··· PAGINATEKST
ECLI:NL:HR:2013:CA1967

Hoge Raad

Datum uitspraak
12 juli 2013
Publicatiedatum
22 juni 2013
Zaaknummer
12/02915
Instantie
Hoge Raad
Type
Uitspraak
Rechtsgebied
Civiel recht
Procedures
  • Cassatie
Vindplaatsen
  • Rechtspraak.nl
AI samenvatting door LexboostAutomatisch gegenereerd

Ontslag op staande voet en de beoordeling van dringende redenen

In deze zaak heeft de Hoge Raad op 12 juli 2013 uitspraak gedaan in een cassatieprocedure die volgde op een eerder arrest van het gerechtshof te Leeuwarden. De eiseres, een werkgever, had beroep in cassatie ingesteld tegen het arrest van het hof, waarin het hof had geoordeeld dat er onvoldoende dringende redenen waren voor het ontslag op staande voet van de werknemer, de verweerder. De Hoge Raad verwijst naar de relevante feiten en eerdere vonnissen, waaronder die van de kantonrechter te Groningen en het arrest van het hof. De Hoge Raad oordeelt dat de klachten van de eiseres niet tot cassatie kunnen leiden, omdat deze niet nopen tot beantwoording van rechtsvragen die van belang zijn voor de rechtseenheid of de rechtsontwikkeling. Hierdoor faalt het principale beroep en komt het voorwaardelijk incidentele beroep van de verweerder niet aan de orde. De Hoge Raad heeft de eiseres veroordeeld in de kosten van het geding in cassatie, die zijn begroot op een totaal van € 2.999,34, bestaande uit verschotten en salaris voor de advocaat.

Uitspraak

12 juli 2013
Eerste Kamer
nr. 12/02915
EE/AS
Hoge Raad der Nederlanden
Arrest
in de zaak van:
[eiseres],
gevestigd te [vestigingsplaats],
EISERES tot cassatie, verweerster in het voorwaardelijk incidenteel cassatieberoep,
advocaat: aanvankelijk mr. P.A. Ruig, thans mr. S.F. Sagel,
t e g e n
[verweerder],
wonende te [woonplaats],
VERWEERDER in cassatie, eiser in het voorwaardelijk incidenteel cassatieberoep,
advocaat: mr. M.J. van Basten Batenburg.
Partijen zullen hierna ook worden aangeduid als [eiseres] en [verweerder].

1.Het geding in feitelijke instanties

Voor het verloop van het geding in feitelijke instanties verwijst de Hoge Raad naar de navolgende stukken:
de vonnissen in de zaak 429127\CV EXPL 09-17639 van de kantonrechter te Groningen van 9 december 2009, 10 maart 2010 en 2 februari 2011;
het arrest in de zaak 200.087.557/01 van het gerechtshof te Leeuwarden van 10 april 2012.
······
# OPDRACHT
Kun je het arrest van de Hoge Raad over het ontslag op staande voet voortzetten na de laatste zin hierboven?
··· GEGEVENS
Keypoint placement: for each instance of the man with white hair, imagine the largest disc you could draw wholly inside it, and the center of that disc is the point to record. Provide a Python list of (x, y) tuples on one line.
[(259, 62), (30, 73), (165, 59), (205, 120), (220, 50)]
······
# ANTWOORD
Het arrest van het hof is aan dit arrest gehecht.

2.Het geding in cassatie

Tegen het arrest van het hof heeft [eiseres] beroep in cassatie ingesteld. [verweerder] heeft voorwaardelijk incidenteel cassatieberoep ingesteld.
De cassatiedagvaarding en de conclusie van antwoord tevens houdende voorwaardelijk incidenteel cassatieberoep zijn aan dit arrest gehecht en maken daarvan deel uit.
Partijen hebben over en weer geconcludeerd tot verwerping van het beroep.
De zaak is voor partijen toegelicht door hun advocaten.
De conclusie van de Advocaat-Generaal F.F. Langemeijer strekt tot verwerping van het principaal cassatieberoep.
De advocaat van [eiseres] heeft bij brief van 6 juni 2013 op die conclusie gereageerd.

3.Beoordeling van het middel in het principale beroep

De in het middel aangevoerde klachten kunnen niet tot cassatie leiden. Dit behoeft, gezien art. 81 lid 1 RO, geen nadere motivering nu de klachten niet nopen tot beantwoording van rechtsvragen in het belang van de rechtseenheid of de rechtsontwikkeling.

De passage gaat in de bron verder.